**Supplied records:**
=-=-=-=-=

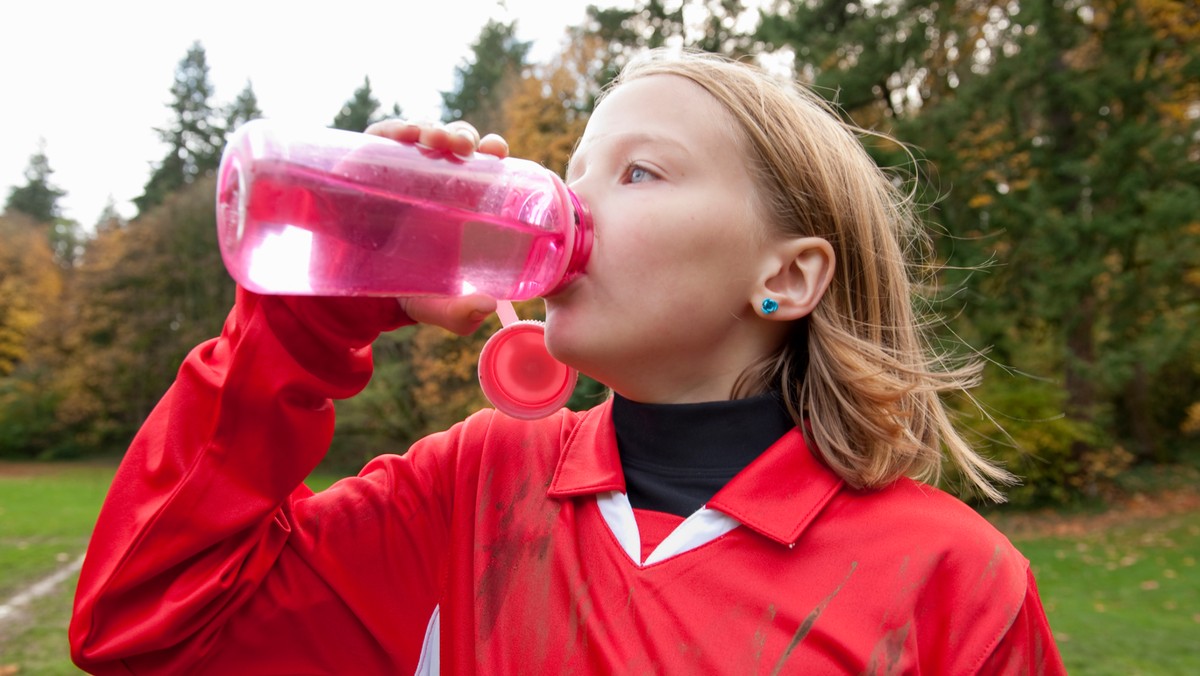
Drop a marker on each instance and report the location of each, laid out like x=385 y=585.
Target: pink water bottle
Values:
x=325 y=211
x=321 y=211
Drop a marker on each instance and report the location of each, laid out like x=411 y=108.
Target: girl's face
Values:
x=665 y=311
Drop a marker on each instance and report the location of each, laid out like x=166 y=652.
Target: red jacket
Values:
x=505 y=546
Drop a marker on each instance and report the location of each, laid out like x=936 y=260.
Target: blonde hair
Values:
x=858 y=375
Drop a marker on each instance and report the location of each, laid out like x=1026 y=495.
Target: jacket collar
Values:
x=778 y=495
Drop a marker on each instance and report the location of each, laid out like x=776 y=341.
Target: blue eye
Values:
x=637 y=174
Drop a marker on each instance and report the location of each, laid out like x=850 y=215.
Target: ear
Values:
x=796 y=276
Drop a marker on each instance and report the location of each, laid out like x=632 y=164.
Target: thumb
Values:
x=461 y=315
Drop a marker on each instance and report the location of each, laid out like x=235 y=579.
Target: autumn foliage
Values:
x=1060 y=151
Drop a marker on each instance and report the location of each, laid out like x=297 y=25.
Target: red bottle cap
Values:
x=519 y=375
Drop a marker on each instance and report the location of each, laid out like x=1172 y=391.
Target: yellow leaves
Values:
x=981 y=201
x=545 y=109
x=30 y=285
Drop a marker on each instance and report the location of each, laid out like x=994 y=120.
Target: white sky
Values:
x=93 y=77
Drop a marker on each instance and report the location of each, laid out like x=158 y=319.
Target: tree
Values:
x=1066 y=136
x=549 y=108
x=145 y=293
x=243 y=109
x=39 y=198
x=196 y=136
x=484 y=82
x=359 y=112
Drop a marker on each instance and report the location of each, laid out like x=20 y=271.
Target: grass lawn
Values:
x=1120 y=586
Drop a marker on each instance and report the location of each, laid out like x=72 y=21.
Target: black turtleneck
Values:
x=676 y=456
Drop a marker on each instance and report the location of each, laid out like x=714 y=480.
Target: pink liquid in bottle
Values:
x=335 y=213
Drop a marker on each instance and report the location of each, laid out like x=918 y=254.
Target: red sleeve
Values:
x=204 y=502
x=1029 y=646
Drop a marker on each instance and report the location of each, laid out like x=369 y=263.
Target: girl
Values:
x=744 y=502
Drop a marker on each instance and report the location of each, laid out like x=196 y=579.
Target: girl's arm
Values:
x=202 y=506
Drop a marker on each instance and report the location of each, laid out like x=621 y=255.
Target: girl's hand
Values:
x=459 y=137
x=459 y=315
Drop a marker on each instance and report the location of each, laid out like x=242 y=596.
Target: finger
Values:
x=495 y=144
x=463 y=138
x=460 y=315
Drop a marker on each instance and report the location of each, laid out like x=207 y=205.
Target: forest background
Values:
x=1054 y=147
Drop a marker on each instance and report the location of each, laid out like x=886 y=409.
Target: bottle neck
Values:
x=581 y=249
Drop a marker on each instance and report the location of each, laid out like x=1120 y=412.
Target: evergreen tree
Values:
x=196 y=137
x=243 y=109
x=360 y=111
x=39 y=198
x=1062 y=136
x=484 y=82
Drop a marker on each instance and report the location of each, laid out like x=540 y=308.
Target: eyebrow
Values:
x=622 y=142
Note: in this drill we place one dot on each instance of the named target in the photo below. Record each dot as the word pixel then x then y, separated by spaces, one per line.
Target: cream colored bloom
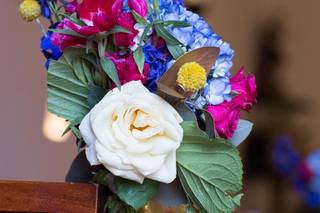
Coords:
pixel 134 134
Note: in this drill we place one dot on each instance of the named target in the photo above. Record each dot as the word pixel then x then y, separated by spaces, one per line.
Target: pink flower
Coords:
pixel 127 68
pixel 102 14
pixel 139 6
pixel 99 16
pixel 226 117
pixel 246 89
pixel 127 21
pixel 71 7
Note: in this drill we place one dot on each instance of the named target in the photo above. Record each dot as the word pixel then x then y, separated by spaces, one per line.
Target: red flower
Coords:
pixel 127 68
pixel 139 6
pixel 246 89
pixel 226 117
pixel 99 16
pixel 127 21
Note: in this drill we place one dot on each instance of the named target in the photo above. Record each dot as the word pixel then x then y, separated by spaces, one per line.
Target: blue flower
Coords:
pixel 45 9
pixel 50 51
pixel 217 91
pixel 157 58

=-=-=-=-=

What you give back should be the full material above, retyped exactly, with every image removed.

**Response area:**
Drop a marker on each instance and report the location of each, laid out like x=385 y=585.
Target: pink water bottle
Values:
x=325 y=211
x=321 y=211
Drop a marker on each instance and report the location of each, laid out like x=411 y=108.
Target: girl's face
Values:
x=665 y=311
Drop a marker on each instance and report the location of each, laid out like x=166 y=652.
Target: red jacket
Values:
x=505 y=546
Drop a marker on each instance and report the location of each, laid out like x=936 y=260.
Target: blonde hair
Values:
x=858 y=375
Drop a marker on each instance and report the location of each, laid out like x=1026 y=495.
Target: jacket collar
Values:
x=778 y=495
Drop a marker on each instance and report the location of each, laid out like x=776 y=341.
Target: blue eye
Values:
x=637 y=174
Drop a marker on each instance and report the location of each, laid out like x=850 y=215.
Target: ear
Values:
x=796 y=276
Drop a marker on each instance and report the location of each, laid out like x=632 y=164.
Target: thumb
Values:
x=461 y=315
Drop a marker on each instance and report the location of each, laid out like x=235 y=579.
Target: autumn foliage
Values:
x=1060 y=151
Drop a marker on each instance and report the location of each, laid out like x=297 y=25.
Target: red bottle cap
Values:
x=519 y=375
Drop a marker on each instance and report the location of each, laid out like x=1172 y=391.
Target: yellow leaves
Values:
x=981 y=201
x=545 y=109
x=30 y=285
Drop a marker on each instance and report the location of each, laid out like x=994 y=120.
Target: white sky
Values:
x=93 y=77
Drop a marker on each instance and report the location of each, laid out like x=158 y=319.
Target: tree
Values:
x=1066 y=136
x=549 y=108
x=145 y=293
x=243 y=109
x=39 y=198
x=196 y=136
x=484 y=82
x=359 y=112
Drop a marker on each instance and report the location of each, laid out like x=20 y=271.
Target: grass lawn
Values:
x=1120 y=586
Drop a marker on each instance and report the location of each, laid out like x=72 y=21.
Target: black turtleneck
Values:
x=676 y=456
Drop a marker on each instance and report the location of each, laid out like x=714 y=480.
Target: pink liquid in bottle
Values:
x=335 y=213
Drop a marker on each instance and report the location of each, laid out like x=918 y=254.
Target: red sleeve
Values:
x=204 y=502
x=1029 y=646
Drop a marker on each instance and report the location of each, laid out like x=369 y=263.
Target: girl
Values:
x=744 y=502
Drop a marker on each instance and report the location of each, laid out like x=196 y=579.
Target: girl's arm
Values:
x=202 y=506
Drop a marker on each instance and report the location of each, laid out like x=621 y=255.
Target: girl's hand
Values:
x=459 y=137
x=459 y=315
Drop a marker on each instance and report the location of each, laid out like x=242 y=596.
Target: finger
Values:
x=495 y=144
x=463 y=138
x=460 y=315
Drop a marker on each instance and report the location of each, laid out like x=207 y=205.
Target: forest background
Values:
x=1054 y=147
Drop a marker on each instance and report the location of each, laid out like x=886 y=409.
Target: bottle neck
Values:
x=581 y=249
Drop a marker on each instance and report the location of each, laid out like x=1120 y=412.
Target: evergreen tree
Values:
x=196 y=137
x=243 y=109
x=360 y=111
x=39 y=198
x=1062 y=136
x=484 y=82
Drop a marker on each instance and report the location of each, laid out like x=540 y=308.
Target: eyebrow
Values:
x=622 y=142
Note: in this drill we place one dot on each instance of the named target in the photo below. Record each dot as the word pixel then x then y, separated by spaces, one per line.
Target: cream colored bloom
Coords:
pixel 134 134
Note: in this drill we place one dot on each instance of the named target in the photo above. Record each dot as the word pixel then x then y, separated by spaces, one per line.
Target: pink flower
Coords:
pixel 127 68
pixel 102 14
pixel 139 6
pixel 99 16
pixel 226 117
pixel 246 89
pixel 127 21
pixel 71 7
Note: in this drill we place one dot on each instance of the named target in the photo above. Record each dot as the word pixel then x then y, separated by spaces, one per line.
Target: red flower
Coords:
pixel 127 68
pixel 139 6
pixel 246 89
pixel 226 117
pixel 99 16
pixel 127 21
Note: in this drill we place one dot on each instance of the named target in the photo above. Record each dot as the word pixel then x then y, separated by spaces, one per line.
Target: blue flower
Coords:
pixel 45 9
pixel 50 51
pixel 217 91
pixel 157 58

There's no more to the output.